[Exercise data]
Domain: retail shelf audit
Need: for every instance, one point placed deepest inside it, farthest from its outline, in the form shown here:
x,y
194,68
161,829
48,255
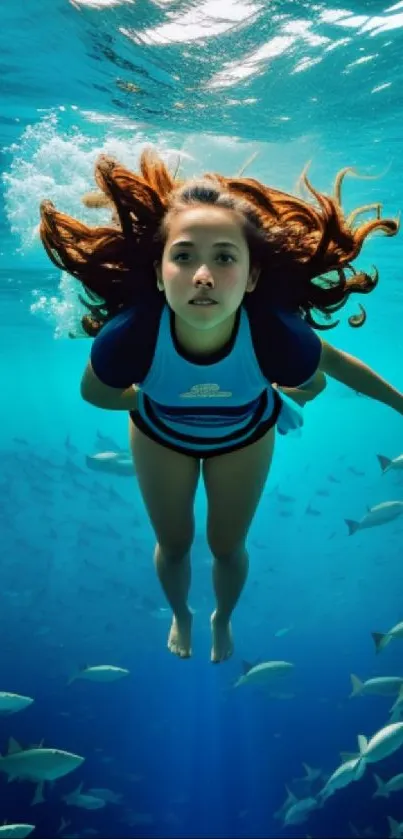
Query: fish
x,y
16,831
264,673
37,764
113,463
384,788
349,771
10,703
83,800
375,516
383,743
382,639
380,685
387,464
100,673
106,794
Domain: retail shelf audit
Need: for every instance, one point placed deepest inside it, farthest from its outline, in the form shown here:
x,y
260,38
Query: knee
x,y
174,550
225,550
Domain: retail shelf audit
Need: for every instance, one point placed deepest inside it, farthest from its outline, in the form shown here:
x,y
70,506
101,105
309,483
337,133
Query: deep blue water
x,y
190,754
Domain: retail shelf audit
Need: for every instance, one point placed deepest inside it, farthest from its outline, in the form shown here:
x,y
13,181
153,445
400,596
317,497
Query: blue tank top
x,y
201,406
207,405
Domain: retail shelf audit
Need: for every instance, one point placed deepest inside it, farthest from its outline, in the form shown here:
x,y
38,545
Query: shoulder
x,y
122,352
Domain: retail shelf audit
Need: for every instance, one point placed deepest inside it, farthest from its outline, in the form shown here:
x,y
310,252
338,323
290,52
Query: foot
x,y
180,636
222,646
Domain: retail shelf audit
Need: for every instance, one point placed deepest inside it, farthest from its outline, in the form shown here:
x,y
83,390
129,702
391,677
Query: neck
x,y
203,341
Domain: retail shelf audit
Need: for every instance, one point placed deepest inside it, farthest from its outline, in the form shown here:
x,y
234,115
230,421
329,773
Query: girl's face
x,y
205,255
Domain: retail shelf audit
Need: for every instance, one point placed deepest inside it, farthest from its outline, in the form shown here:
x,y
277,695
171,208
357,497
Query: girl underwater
x,y
201,295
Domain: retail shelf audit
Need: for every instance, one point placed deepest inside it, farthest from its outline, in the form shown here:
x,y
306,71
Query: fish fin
x,y
13,746
291,796
345,756
357,685
383,461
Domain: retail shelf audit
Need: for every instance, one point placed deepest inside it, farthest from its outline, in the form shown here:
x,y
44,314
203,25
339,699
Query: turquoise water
x,y
188,754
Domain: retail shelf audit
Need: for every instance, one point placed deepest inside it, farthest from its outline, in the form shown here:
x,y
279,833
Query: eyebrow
x,y
186,243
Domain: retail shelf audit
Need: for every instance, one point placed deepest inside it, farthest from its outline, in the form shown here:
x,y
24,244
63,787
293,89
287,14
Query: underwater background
x,y
184,751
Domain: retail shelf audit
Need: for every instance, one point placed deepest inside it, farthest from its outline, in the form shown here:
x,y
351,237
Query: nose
x,y
203,278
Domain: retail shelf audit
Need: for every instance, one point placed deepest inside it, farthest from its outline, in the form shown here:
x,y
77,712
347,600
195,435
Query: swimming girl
x,y
201,296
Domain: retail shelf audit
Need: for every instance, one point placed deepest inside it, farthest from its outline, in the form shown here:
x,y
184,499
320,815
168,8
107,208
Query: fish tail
x,y
353,526
384,462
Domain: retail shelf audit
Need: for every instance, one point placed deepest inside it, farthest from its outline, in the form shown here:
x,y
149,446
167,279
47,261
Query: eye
x,y
225,256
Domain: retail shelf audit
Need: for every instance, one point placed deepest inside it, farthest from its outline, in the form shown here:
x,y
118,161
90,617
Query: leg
x,y
168,482
234,484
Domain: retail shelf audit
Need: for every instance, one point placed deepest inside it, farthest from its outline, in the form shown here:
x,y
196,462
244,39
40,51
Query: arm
x,y
103,396
357,375
308,391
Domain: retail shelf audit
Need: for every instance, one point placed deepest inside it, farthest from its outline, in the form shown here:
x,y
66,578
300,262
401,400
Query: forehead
x,y
206,222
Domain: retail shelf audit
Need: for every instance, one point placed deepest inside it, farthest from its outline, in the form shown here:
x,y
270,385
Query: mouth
x,y
202,301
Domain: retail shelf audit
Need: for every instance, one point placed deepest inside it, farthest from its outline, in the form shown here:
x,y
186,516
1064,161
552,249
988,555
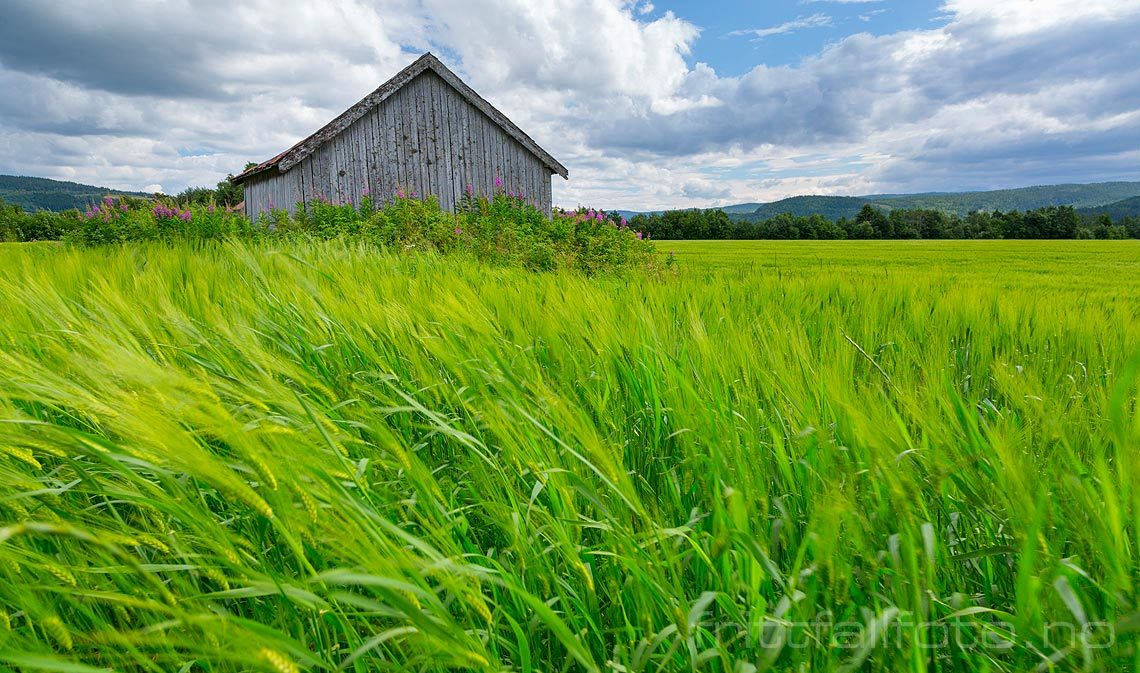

[Problem statement] Count the lines in the entries above that contain the string "fish", treating uppercase and lowercase letters as different. Reply with the number alone.

[Full output] 3